Exercise objective –
Repeat the line that contains "like point(482, 97)." exactly, along with each following line up to and including the last line of the entries.

Material to process –
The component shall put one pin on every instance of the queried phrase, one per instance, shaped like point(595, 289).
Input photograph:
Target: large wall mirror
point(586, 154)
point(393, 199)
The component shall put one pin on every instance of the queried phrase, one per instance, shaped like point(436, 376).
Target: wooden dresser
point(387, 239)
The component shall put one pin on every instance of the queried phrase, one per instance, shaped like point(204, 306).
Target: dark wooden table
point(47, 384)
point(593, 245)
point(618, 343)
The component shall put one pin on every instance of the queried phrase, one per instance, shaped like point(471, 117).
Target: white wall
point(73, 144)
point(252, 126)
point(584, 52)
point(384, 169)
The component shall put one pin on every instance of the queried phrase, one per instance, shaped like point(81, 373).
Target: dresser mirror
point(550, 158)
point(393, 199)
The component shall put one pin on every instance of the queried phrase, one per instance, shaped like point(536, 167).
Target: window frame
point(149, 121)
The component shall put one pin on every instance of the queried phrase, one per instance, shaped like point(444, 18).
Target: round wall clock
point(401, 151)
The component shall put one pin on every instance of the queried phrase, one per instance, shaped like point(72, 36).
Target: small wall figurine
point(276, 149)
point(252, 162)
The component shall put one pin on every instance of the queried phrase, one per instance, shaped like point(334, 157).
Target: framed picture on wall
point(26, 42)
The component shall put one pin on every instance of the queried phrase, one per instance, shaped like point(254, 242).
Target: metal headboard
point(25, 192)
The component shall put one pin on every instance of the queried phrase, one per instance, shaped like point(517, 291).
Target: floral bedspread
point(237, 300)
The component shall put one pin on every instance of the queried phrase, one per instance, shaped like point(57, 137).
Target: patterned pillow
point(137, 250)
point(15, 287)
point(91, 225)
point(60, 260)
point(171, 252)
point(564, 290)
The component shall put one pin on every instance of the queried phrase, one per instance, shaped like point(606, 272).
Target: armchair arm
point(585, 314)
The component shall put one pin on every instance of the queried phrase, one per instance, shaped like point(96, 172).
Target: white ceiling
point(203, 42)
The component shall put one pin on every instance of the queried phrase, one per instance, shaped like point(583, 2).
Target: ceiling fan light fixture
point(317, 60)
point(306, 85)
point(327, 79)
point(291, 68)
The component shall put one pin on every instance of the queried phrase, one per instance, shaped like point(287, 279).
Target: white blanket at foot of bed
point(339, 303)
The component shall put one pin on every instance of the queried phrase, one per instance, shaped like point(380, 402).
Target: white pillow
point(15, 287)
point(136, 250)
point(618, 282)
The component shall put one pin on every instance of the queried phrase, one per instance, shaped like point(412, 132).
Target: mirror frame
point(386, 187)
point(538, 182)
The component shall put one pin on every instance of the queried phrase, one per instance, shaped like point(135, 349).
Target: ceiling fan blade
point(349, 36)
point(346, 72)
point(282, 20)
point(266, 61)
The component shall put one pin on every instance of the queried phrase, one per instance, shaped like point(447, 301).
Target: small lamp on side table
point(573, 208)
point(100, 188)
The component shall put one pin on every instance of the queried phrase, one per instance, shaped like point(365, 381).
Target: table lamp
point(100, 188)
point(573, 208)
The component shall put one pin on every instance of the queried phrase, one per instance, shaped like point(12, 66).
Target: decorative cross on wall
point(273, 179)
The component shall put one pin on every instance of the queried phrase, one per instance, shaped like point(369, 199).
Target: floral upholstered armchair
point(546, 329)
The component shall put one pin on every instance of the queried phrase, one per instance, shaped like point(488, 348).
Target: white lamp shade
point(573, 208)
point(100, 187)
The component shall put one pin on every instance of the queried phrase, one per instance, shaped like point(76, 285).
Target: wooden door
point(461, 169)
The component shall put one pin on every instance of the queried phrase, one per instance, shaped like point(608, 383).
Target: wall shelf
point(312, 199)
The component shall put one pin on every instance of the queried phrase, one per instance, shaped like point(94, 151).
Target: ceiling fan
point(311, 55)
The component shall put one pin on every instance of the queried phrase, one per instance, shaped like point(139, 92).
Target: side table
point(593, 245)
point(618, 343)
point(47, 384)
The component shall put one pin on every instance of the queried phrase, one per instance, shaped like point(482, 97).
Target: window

Response to the exercise –
The component shall put one pin on every instance of the queried phrase, one per instance, shaped like point(482, 97).
Target: window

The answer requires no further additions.